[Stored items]
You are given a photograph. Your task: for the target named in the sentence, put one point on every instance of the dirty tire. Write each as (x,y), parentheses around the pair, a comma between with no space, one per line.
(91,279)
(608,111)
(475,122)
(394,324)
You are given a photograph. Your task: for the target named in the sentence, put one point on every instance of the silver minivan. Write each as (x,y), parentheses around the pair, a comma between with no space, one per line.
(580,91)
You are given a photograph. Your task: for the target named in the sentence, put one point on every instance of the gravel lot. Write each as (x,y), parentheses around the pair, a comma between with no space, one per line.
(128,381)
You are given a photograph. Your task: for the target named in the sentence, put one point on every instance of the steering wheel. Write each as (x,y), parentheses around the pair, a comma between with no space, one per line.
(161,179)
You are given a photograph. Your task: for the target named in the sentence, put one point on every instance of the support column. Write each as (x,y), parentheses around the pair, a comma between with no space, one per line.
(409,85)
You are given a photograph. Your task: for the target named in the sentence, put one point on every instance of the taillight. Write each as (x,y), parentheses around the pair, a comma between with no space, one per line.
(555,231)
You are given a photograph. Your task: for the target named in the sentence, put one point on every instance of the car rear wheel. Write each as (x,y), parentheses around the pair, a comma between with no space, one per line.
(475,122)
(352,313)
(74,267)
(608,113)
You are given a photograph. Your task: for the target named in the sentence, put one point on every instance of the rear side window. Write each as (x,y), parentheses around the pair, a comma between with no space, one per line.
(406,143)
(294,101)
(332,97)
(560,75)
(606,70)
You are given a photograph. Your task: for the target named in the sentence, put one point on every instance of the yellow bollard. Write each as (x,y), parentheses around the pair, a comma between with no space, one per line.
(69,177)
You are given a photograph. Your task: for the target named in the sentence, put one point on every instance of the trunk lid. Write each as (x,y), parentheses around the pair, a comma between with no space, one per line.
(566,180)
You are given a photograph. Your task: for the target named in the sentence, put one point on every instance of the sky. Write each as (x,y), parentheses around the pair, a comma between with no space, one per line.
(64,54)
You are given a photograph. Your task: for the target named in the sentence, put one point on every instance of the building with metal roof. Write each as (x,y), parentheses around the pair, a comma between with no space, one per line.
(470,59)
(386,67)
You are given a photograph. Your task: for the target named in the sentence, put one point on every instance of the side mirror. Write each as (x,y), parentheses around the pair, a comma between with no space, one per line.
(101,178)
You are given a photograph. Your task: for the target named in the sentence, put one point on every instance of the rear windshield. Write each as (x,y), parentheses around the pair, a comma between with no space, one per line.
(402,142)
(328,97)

◆ **Task description**
Nothing in the data should be altered; please repeat it exactly.

◆ **Task answer**
You are given a photograph. Your task: for the target named in the sentence, put one point on every instance of the dirty tire. Write each as (x,y), parentheses around the pair, a comma between with no space, one per line.
(91,279)
(608,111)
(475,122)
(394,324)
You are given a photograph. Your task: for the target named in the sentence, put one point on every instance of the silver minivan. Write each as (x,y), parentheses around the pair, a comma between with no space, one per line.
(580,91)
You are given a photograph. Your task: for the target named in the sentence, put one point on every instance of the gravel lot. Write each as (x,y), parentheses around the pair, a comma between with no space, one per line.
(128,381)
You are given a photograph. Your task: for the target named in the sentence, put one point on every instance of the steering wheel. Write each as (x,y), parentheses around the pair, a comma between with no space, one per line.
(161,179)
You are given a photograph. Your task: for the target named in the sentence, put one point on every instance of the support column. Write each as (x,y), parentheses around the pair, a comma between with no space, one per line.
(409,85)
You are given a photograph. Your task: for the target named in the sentence, put one point on every instance of the taillight. Write each as (x,y), parentheses around the pair, a comma between with no space, one per line.
(555,231)
You are given a photograph. Your task: for the target named in the sentence, put one point on every instance of the car rear wheel. Write each as (x,y), parentheses around the pair, a comma between with no space, one per line.
(475,122)
(352,313)
(74,267)
(608,113)
You are given a photograph. Your task: for the target named in the sentence, put one point on every instance of the rear side window. Write each as (x,y), parentheses around the pair, a comma between with no space, one per line.
(406,143)
(294,101)
(332,97)
(560,75)
(606,70)
You are given a photograph. Your task: for the target named in the sentence, put one point on every instance of the yellow bollard. Write each as (x,y), parentheses around the pair, a comma between with no space, one per line.
(69,177)
You are given a photograph. Your task: for the target named in the sentence, put one point on every instance of the trunk lid. Write each as (x,y), parentheses around the pair, a comma between with no space, one per line.
(566,180)
You are given a photograph. Your task: for the target named in the sentence, put one point on every instance of the sky. Write each as (x,y), parentheses around the pair, a comma between with no space, one per line.
(64,54)
You are given a photograph. Your task: for the target named in the sentence, put one point on every instance of the building with metal roof. Write each as (x,y), parentheses around the pair, a comma between with no space, one per line.
(470,59)
(386,67)
You are given a photograph. Your task: for the target named in the sentence, put one point on every instance of the side mirror. Write each as (x,y), parentheses around the pair, a comma between with no space, one per line.
(101,178)
You are given a photograph. Your task: for the target named in the sentence, put one point on every instance of the rear windshield. Write each as (x,y), parentheses around the pair, a comma between with no space, one per line.
(402,142)
(328,97)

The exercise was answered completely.